It is extremely important to note here a very hard problem when it comes to “clickable” items in the UI. Since we are using a mix of the Grails GSP tags and some CSS styles from TeamForge, Grails creates the buttons in a different way for Forms and Places without the HTML form entity. Whenever a form was generated by Grails, the Submit button like the “login” one showed above will only respond to the command “click LABEL” inside of the form() closure. On the other hand, the command “click LABEL” will only perform its action when declared outside of the form() closure. Different examples of these GOTCHAS have been found while the Conversion tests were being written.

To summarize the steps to automate manual tests with corresponding Functional Tests, the suggested steps are as follows:

  1. . Perform the test scenario manually and gather necessary information about the User Interface, choosing unique elements that are present in the resulting action. For the case of login, the verification of the string “Logged in as:” is perfomed. For tests exploring failures and error messages, choose to assert about the existence of these error messages.
  2. . Once you are familiar about how the scenario behaves, create the main Test Case Suite by extending from one of the GREEN abstrac classes in the UML Class Diagram shown above. Choose the names related to the component.

# DATA BLOCK:

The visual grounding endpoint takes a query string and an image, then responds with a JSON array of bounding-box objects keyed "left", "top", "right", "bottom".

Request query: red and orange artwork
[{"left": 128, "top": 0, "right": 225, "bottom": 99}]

# WRITTEN PROBLEM 1:
In the text on automating functional tests, which string is checked to verify the login case?
# WRITTEN PROBLEM 2:
Reproduce the passage of the text on automating functional tests from "It is extremely" up to and including "were being written.".

# COMPLETE OUTPUT 1:
The string "Logged in as:".

# COMPLETE OUTPUT 2:
It is extremely important to note here a very hard problem when it comes to “clickable” items in the UI. Since we are using a mix of the Grails GSP tags and some CSS styles from TeamForge, Grails creates the buttons in a different way for Forms and Places without the HTML form entity. Whenever a form was generated by Grails, the Submit button like the “login” one showed above will only respond to the command “click LABEL” inside of the form() closure. On the other hand, the command “click LABEL” will only perform its action when declared outside of the form() closure. Different examples of these GOTCHAS have been found while the Conversion tests were being written.